Description of the task:
Begin at the line below that contains "Please point out the red carpet". Repeat it and all remaining lines of the records exactly.

Material for this exercise:
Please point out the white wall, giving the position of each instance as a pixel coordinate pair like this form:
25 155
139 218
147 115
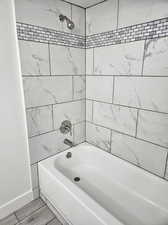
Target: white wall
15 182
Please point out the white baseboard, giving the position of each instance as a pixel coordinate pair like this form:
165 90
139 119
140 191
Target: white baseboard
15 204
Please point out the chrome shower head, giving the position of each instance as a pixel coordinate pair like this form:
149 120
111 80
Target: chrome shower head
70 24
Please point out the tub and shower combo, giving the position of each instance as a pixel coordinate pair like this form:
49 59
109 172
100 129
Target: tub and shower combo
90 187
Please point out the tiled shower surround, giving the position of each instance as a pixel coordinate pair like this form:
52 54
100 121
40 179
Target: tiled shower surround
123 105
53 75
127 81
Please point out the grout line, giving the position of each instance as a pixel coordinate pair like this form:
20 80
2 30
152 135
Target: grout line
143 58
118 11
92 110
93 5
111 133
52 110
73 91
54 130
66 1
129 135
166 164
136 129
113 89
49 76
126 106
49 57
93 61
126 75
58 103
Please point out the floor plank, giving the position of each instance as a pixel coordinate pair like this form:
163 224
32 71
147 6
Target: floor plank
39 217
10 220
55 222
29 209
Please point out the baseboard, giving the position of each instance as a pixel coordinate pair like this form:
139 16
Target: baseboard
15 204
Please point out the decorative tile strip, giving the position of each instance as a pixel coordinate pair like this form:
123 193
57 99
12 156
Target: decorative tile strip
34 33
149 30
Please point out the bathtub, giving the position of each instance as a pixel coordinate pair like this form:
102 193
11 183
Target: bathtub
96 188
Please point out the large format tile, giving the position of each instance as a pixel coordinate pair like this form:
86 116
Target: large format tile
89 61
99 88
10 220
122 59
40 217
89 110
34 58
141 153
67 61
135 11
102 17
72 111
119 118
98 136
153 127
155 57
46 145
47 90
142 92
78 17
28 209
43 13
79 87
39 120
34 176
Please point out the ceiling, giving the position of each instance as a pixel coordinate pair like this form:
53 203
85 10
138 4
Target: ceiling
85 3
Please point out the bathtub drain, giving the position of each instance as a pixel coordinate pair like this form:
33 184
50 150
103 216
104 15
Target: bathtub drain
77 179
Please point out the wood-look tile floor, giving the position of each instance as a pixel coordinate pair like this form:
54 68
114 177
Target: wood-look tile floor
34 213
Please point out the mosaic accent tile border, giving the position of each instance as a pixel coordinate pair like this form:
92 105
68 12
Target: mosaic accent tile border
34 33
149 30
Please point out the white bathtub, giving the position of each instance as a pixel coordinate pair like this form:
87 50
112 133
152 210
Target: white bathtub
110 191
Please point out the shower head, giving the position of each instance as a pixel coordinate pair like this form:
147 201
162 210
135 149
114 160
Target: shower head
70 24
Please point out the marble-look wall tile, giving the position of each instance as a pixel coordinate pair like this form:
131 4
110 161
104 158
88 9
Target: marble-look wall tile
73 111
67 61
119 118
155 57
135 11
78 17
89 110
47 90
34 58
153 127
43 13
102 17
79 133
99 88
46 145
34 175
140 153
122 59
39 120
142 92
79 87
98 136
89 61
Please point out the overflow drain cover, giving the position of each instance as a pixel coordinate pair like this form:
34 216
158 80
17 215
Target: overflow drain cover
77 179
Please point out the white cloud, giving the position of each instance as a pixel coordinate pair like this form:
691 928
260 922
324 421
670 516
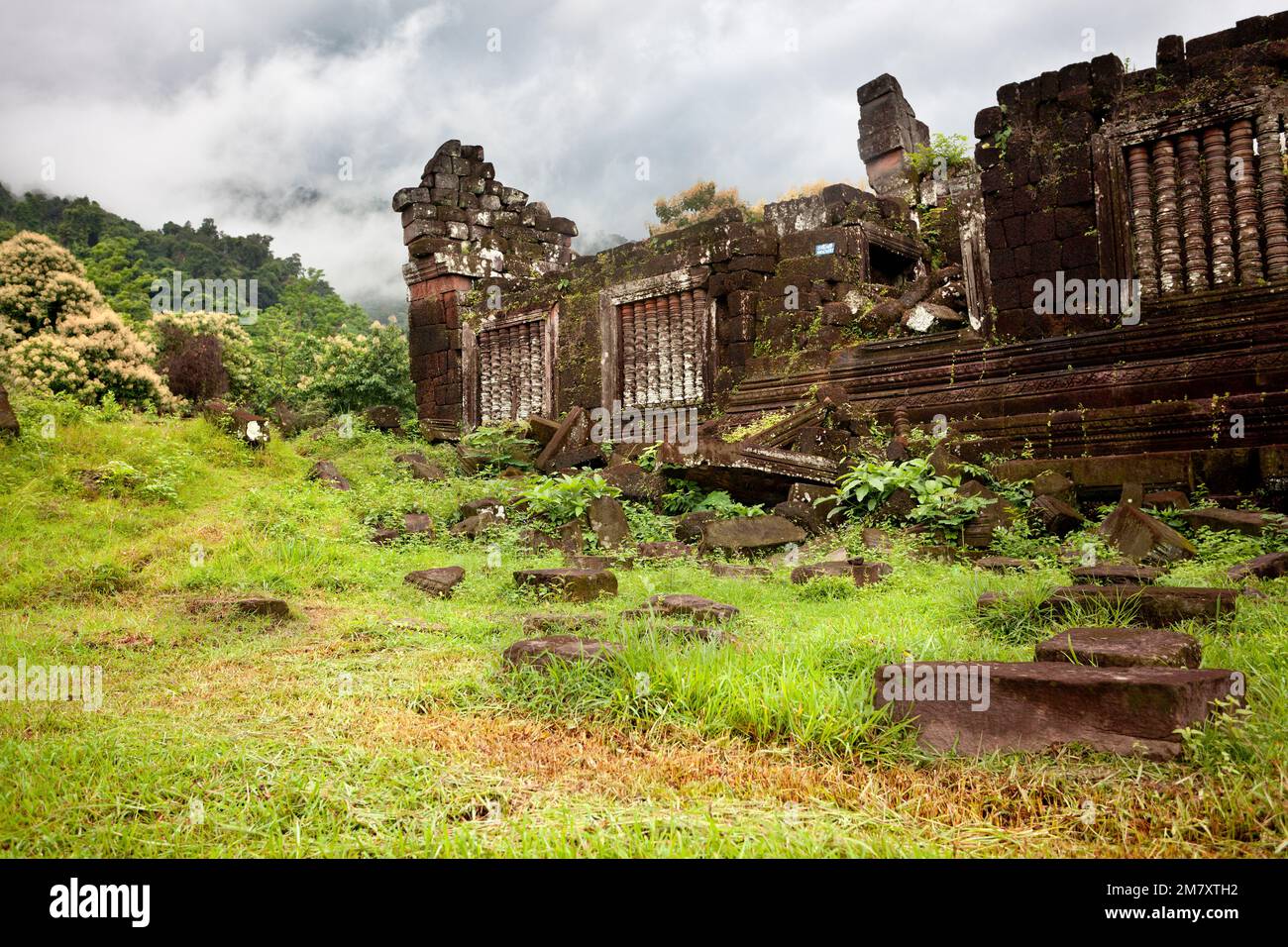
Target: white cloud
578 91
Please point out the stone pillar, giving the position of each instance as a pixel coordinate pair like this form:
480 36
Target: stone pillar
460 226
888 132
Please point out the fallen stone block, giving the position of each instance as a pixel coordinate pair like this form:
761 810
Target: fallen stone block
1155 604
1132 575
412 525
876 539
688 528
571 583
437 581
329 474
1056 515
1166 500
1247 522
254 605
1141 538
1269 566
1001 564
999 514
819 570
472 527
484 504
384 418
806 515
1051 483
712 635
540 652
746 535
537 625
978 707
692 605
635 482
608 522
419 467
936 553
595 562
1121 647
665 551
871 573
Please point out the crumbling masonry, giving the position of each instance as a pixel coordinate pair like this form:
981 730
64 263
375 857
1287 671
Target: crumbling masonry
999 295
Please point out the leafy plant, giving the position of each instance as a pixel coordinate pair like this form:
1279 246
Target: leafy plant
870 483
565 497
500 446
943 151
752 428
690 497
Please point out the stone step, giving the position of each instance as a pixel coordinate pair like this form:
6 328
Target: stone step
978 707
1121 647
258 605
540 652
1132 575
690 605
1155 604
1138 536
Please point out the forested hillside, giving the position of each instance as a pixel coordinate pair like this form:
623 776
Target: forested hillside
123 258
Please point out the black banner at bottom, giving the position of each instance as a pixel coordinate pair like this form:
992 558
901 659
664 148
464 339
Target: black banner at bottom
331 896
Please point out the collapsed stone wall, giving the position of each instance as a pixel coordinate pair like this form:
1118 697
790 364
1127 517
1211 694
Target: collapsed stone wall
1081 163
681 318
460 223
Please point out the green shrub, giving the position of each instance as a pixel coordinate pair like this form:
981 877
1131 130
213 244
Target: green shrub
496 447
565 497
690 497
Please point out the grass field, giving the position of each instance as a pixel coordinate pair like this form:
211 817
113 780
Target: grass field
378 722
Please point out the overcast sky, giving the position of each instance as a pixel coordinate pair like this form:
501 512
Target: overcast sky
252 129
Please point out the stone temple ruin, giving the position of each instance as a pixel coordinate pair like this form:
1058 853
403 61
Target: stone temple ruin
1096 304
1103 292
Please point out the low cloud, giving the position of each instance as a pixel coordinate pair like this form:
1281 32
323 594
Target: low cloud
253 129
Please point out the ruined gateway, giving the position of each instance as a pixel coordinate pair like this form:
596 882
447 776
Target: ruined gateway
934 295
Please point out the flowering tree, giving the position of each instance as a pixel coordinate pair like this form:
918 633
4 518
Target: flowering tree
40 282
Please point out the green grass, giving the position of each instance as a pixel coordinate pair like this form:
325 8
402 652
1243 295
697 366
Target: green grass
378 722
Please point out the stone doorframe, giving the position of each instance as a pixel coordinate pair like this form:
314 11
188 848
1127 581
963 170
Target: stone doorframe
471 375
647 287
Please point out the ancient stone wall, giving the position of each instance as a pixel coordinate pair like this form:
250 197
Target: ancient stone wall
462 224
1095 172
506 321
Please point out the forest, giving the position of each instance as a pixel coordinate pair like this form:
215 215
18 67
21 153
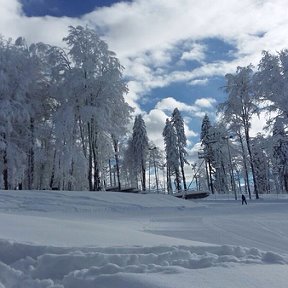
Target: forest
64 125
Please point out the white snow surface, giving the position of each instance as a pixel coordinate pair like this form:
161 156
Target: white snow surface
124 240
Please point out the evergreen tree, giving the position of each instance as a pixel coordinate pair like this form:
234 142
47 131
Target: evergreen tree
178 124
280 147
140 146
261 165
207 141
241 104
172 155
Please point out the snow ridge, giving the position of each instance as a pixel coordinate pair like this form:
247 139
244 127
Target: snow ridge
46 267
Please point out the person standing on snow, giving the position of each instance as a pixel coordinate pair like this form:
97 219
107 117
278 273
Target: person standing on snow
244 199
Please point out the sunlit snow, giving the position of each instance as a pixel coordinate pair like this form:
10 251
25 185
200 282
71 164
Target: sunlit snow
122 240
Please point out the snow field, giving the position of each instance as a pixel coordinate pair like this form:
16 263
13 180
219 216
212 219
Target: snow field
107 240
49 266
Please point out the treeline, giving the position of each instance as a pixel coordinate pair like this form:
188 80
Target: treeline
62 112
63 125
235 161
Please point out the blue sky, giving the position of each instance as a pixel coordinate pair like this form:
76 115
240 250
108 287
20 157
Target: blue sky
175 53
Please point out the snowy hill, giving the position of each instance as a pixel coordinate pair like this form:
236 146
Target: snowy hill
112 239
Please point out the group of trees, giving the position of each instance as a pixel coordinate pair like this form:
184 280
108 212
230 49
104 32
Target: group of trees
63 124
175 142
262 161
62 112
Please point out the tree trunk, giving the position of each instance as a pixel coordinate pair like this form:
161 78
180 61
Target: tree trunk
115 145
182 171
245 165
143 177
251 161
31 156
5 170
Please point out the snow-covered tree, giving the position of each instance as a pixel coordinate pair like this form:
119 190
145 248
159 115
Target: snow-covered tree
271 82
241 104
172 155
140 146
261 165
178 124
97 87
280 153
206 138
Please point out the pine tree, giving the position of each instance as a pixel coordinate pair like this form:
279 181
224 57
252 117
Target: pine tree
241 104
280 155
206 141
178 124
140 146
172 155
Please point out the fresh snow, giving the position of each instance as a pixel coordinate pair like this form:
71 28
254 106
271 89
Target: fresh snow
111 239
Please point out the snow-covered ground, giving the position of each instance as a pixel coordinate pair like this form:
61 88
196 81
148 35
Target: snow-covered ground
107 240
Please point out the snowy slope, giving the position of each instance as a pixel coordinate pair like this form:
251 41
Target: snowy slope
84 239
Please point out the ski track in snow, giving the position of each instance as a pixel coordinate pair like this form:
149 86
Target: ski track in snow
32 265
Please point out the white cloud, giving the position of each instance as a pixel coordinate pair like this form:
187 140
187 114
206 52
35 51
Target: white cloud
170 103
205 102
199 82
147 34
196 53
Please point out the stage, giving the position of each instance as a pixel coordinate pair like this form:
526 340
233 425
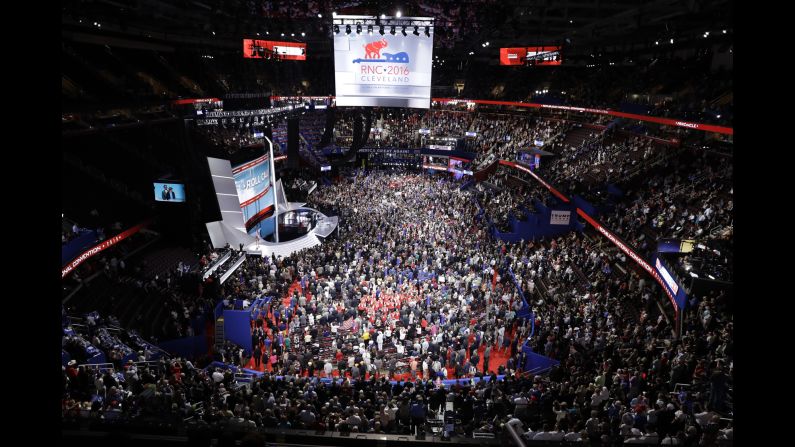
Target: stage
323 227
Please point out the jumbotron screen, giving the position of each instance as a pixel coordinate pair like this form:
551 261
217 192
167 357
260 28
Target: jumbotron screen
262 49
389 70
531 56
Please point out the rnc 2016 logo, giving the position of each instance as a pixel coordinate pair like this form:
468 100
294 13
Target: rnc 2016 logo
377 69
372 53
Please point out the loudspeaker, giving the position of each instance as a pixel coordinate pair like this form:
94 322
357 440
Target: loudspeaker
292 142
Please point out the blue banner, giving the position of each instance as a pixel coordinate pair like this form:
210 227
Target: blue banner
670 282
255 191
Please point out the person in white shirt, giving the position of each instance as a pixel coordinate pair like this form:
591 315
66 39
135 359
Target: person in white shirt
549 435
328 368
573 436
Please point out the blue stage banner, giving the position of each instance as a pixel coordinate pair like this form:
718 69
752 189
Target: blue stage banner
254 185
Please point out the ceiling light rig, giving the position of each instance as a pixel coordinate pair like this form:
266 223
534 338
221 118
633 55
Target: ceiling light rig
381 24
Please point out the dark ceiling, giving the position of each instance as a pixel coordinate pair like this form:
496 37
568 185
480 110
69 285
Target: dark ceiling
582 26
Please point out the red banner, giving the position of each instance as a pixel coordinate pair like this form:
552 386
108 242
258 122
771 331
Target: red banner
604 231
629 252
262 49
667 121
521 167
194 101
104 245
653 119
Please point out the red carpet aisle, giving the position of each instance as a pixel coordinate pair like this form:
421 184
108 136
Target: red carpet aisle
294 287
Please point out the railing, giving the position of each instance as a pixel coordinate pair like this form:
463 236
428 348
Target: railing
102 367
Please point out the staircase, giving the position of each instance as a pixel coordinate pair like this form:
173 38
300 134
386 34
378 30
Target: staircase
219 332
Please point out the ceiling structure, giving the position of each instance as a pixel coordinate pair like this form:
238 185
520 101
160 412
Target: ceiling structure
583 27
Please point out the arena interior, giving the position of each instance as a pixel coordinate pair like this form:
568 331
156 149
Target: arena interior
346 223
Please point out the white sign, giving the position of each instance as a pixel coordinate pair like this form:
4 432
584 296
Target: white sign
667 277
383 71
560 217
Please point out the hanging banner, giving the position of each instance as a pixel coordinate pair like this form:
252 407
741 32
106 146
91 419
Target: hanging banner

Complete answer:
Please point out the red carpet aisle, giving the position of each instance as a pixel coordinate pair like this form:
421 184
108 136
Target: red carpet aisle
294 287
Please point out the railing, giving the position of each instance as a pixel coordinate pair like this form:
463 236
428 348
Target: railing
102 367
Please point out the staircase, giving the position of each instance as a pixel coordinate pair like this form:
173 38
300 134
386 34
378 30
Target: staircase
219 332
Please point out the ceiling structure, giving the position of each instance as a pixel coordinate pair like this form:
238 185
520 101
160 412
Target: ceiling structure
583 27
Please point out the arena interior, giving the position of each instance as a pixel coordinate pair like this form:
568 331
156 149
Target: arena interior
346 223
Please point out the white sign, giving the position of each instance as a pixel coordinate pair like this form:
4 432
584 296
Target: white sign
667 277
383 71
560 217
Please point out the hanging banner, giving the position of each instance as a pixel coordinate pair like this form:
252 407
741 32
106 146
91 419
Target: hanging banner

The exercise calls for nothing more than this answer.